Reproduce the following material line for line, changing nothing.

________

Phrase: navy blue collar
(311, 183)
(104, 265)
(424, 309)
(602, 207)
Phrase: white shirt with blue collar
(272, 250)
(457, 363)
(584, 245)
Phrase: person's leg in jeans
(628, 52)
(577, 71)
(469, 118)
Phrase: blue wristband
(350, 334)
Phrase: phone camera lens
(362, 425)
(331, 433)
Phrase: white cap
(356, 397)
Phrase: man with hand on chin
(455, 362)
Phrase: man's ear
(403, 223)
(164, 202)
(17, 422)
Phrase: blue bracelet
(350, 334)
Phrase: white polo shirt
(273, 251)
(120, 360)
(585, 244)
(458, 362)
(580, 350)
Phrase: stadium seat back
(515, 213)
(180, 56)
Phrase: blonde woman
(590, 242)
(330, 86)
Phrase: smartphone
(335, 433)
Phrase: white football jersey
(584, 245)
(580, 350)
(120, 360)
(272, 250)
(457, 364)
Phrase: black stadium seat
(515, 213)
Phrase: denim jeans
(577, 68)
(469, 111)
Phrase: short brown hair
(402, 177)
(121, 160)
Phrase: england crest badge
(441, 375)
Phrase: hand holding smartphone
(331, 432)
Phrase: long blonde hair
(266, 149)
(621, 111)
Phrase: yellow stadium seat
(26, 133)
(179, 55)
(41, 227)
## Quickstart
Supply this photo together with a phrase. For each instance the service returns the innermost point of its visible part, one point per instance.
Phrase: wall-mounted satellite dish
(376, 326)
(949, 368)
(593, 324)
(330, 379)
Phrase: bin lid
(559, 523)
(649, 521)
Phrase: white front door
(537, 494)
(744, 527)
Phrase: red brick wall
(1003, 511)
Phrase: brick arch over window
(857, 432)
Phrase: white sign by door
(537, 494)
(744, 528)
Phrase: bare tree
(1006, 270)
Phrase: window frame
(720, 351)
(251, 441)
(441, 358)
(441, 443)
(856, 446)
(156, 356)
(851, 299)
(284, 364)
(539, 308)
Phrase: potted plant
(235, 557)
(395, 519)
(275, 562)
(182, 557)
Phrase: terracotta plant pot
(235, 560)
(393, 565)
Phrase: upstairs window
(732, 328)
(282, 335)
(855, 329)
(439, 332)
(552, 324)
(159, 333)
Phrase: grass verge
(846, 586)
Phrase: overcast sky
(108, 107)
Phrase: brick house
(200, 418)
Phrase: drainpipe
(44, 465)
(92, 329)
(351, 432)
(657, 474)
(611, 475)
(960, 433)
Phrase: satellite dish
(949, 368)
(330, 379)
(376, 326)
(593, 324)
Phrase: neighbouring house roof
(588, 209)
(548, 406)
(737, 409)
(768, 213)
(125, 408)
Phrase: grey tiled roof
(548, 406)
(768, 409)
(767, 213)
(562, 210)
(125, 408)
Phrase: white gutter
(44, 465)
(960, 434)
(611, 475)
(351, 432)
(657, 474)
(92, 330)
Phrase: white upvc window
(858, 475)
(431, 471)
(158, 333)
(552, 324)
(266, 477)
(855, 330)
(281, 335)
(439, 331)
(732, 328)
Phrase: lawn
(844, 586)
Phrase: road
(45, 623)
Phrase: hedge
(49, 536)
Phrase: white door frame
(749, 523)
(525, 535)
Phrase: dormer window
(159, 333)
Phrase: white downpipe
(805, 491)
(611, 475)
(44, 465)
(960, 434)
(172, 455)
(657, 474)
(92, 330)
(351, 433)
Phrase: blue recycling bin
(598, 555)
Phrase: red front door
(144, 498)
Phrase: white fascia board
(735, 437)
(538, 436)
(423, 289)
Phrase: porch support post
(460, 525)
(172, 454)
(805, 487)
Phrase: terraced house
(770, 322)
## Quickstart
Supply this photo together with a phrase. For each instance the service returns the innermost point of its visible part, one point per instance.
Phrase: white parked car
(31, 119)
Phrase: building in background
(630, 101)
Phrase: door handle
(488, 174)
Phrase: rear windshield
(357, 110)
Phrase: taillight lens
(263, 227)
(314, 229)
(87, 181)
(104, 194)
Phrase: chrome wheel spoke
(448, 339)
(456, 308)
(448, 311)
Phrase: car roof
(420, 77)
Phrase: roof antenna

________

> Task result
Phrase: navy blue collar
(311, 183)
(104, 265)
(424, 309)
(602, 207)
Phrase: white shirt with blue collar
(272, 250)
(457, 363)
(584, 245)
Phrase: person's leg in jeans
(628, 52)
(577, 71)
(469, 118)
Phrase: blue wristband
(350, 334)
Phrase: phone camera lens
(362, 425)
(331, 433)
Phrase: white cap
(356, 397)
Phrase: man with hand on chin
(455, 362)
Phrase: man's ear
(403, 223)
(164, 202)
(17, 422)
Phrase: blue bracelet
(350, 334)
Phrase: white polo shirt
(273, 251)
(120, 360)
(585, 244)
(458, 362)
(580, 350)
Phrase: stadium seat back
(515, 213)
(180, 56)
Phrase: blonde woman
(590, 242)
(330, 86)
Phrase: smartphone
(335, 433)
Phrase: white football jersey
(584, 245)
(580, 350)
(120, 360)
(272, 250)
(457, 364)
Phrase: black stadium seat
(515, 213)
Phrase: denim jeans
(577, 68)
(469, 111)
Phrase: short brown hair
(402, 177)
(121, 160)
Phrase: england crest badge
(441, 375)
Phrase: hand holding smartphone
(331, 432)
Phrase: long blonde hair
(266, 149)
(621, 111)
Phrase: yellow stadium seat
(26, 133)
(179, 55)
(41, 227)
## Quickstart
Supply this photo together with a phrase. For each instance the service returns the innermost point of its visible part, one point per instance.
Phrase: wall-mounted satellite dish
(376, 326)
(949, 368)
(593, 324)
(330, 379)
Phrase: bin lid
(559, 523)
(649, 521)
Phrase: white front door
(537, 494)
(744, 527)
Phrase: red brick wall
(1003, 511)
Phrase: brick arch over window
(857, 432)
Phrase: white sign by door
(537, 494)
(744, 528)
Phrase: bare tree
(1006, 270)
Phrase: window frame
(720, 351)
(251, 441)
(441, 358)
(441, 443)
(856, 446)
(156, 356)
(851, 299)
(284, 364)
(539, 308)
Phrase: potted plant
(235, 557)
(395, 519)
(275, 562)
(182, 557)
Phrase: terracotta plant pot
(235, 560)
(393, 565)
Phrase: upstairs window
(732, 328)
(282, 335)
(855, 329)
(439, 332)
(552, 324)
(159, 333)
Phrase: grass verge
(846, 586)
Phrase: overcast sky
(108, 107)
Phrase: brick house
(200, 418)
Phrase: drainpipe
(44, 465)
(92, 329)
(351, 432)
(657, 474)
(611, 475)
(960, 433)
Phrase: satellite dish
(949, 368)
(330, 379)
(376, 326)
(593, 324)
Phrase: neighbouring house roof
(588, 209)
(548, 406)
(737, 409)
(768, 213)
(125, 408)
Phrase: grey tiled roof
(548, 406)
(768, 409)
(767, 213)
(562, 210)
(125, 408)
Phrase: white gutter
(44, 465)
(960, 434)
(611, 475)
(351, 432)
(657, 474)
(92, 330)
Phrase: white upvc window
(858, 475)
(431, 471)
(158, 333)
(552, 324)
(266, 477)
(855, 330)
(281, 335)
(439, 331)
(732, 328)
Phrase: lawn
(844, 586)
Phrase: road
(45, 623)
Phrase: hedge
(49, 536)
Phrase: white door frame
(749, 523)
(525, 535)
Phrase: dormer window
(159, 333)
Phrase: white downpipe
(805, 491)
(611, 475)
(44, 465)
(960, 434)
(172, 455)
(657, 474)
(92, 330)
(351, 433)
Phrase: blue recycling bin
(598, 555)
Phrase: red front door
(144, 498)
Phrase: white fascia board
(735, 437)
(538, 436)
(423, 289)
Phrase: porch support post
(460, 525)
(172, 454)
(805, 487)
Phrase: terraced house
(770, 322)
## Quickstart
Supply this photo together with a phrase. For each instance the service returns the innermost point of its visible part, one point per instance.
Phrase: white parked car
(31, 119)
Phrase: building in background
(630, 101)
Phrase: door handle
(488, 174)
Phrase: rear windshield
(357, 110)
Phrase: taillight lens
(263, 227)
(314, 229)
(87, 181)
(104, 194)
Phrase: chrome wheel spoke
(448, 339)
(456, 308)
(448, 311)
Phrase: car roof
(420, 77)
Phrase: roof antenna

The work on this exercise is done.